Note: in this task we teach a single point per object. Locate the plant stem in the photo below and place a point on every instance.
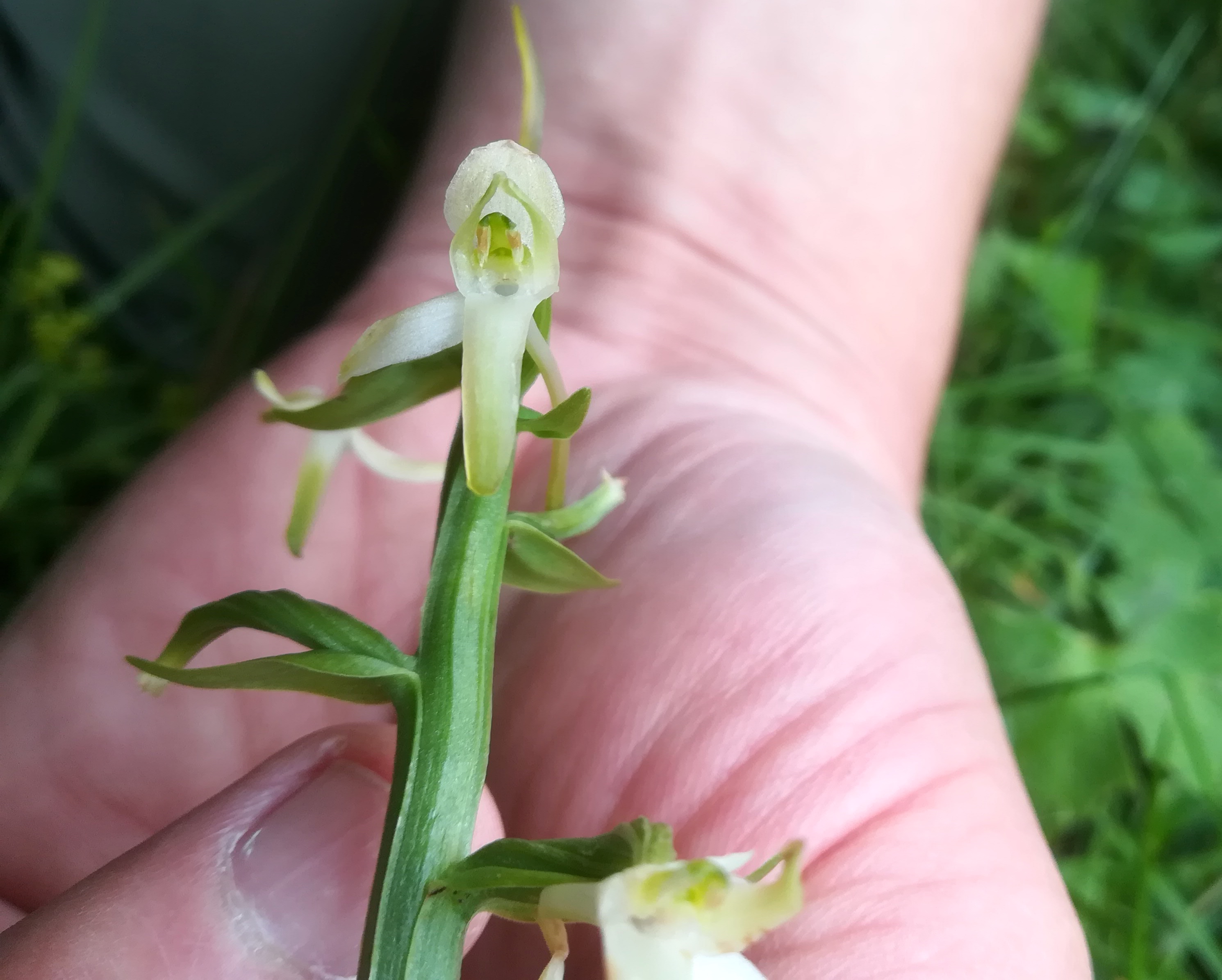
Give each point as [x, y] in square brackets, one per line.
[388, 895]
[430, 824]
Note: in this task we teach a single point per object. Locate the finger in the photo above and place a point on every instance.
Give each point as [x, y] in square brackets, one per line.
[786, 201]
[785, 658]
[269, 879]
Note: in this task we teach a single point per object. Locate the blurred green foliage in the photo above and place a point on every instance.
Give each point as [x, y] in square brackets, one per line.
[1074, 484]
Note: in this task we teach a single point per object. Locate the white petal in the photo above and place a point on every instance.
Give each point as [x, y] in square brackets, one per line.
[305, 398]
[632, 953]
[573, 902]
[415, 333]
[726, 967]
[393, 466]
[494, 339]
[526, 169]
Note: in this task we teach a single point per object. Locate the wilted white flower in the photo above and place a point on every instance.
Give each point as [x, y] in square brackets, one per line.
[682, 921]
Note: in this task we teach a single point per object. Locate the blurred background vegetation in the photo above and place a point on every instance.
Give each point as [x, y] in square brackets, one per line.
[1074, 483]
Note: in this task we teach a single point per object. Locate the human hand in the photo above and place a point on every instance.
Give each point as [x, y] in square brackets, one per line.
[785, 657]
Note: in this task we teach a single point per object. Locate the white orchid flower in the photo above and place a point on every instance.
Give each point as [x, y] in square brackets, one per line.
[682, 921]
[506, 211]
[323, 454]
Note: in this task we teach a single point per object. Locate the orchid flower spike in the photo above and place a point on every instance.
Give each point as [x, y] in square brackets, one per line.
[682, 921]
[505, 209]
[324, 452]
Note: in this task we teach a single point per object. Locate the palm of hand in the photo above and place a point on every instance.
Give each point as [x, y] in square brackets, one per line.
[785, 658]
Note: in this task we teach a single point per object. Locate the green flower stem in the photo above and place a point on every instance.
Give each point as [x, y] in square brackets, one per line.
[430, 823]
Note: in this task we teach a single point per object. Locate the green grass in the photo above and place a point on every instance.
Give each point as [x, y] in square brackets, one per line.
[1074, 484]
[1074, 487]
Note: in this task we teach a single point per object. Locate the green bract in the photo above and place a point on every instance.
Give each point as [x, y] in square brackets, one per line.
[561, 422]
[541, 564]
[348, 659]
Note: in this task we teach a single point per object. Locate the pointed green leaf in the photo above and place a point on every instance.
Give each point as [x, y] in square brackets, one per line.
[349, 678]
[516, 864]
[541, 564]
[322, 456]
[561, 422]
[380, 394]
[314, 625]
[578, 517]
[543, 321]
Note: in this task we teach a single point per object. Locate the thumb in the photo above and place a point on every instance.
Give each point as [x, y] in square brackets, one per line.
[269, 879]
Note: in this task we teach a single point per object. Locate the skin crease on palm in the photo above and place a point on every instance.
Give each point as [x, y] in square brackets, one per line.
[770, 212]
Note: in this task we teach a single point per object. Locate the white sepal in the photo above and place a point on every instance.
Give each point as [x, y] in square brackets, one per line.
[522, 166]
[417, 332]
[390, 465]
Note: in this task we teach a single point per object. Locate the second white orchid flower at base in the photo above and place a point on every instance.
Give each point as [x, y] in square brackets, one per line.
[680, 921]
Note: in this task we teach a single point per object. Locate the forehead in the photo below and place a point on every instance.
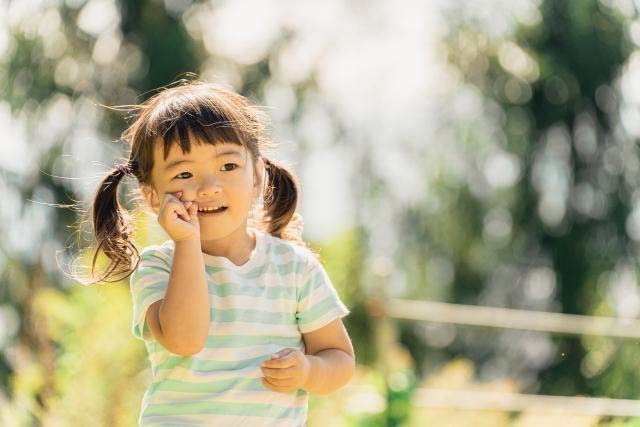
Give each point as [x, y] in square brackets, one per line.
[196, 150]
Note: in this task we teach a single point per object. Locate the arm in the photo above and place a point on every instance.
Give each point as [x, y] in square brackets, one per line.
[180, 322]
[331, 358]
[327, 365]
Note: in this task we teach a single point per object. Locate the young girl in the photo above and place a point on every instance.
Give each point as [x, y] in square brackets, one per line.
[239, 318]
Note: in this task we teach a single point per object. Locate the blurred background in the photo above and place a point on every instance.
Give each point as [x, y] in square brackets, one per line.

────────────────────────────────────────

#### Directive
Set down word for word everything from the line containing "Locate the young" down to the end of the items above.

#### Full response
Note: in this task we teach a single point per object. Locate the young girl in the photo above and place a point on every instance.
Give each point as [x, y] in square brackets, one per line.
[239, 318]
Note: in this task we teach a single point per object. Locate the blurred background in the photo above and place a point on every instance.
Give each point as [x, y] in square brackets, one per line.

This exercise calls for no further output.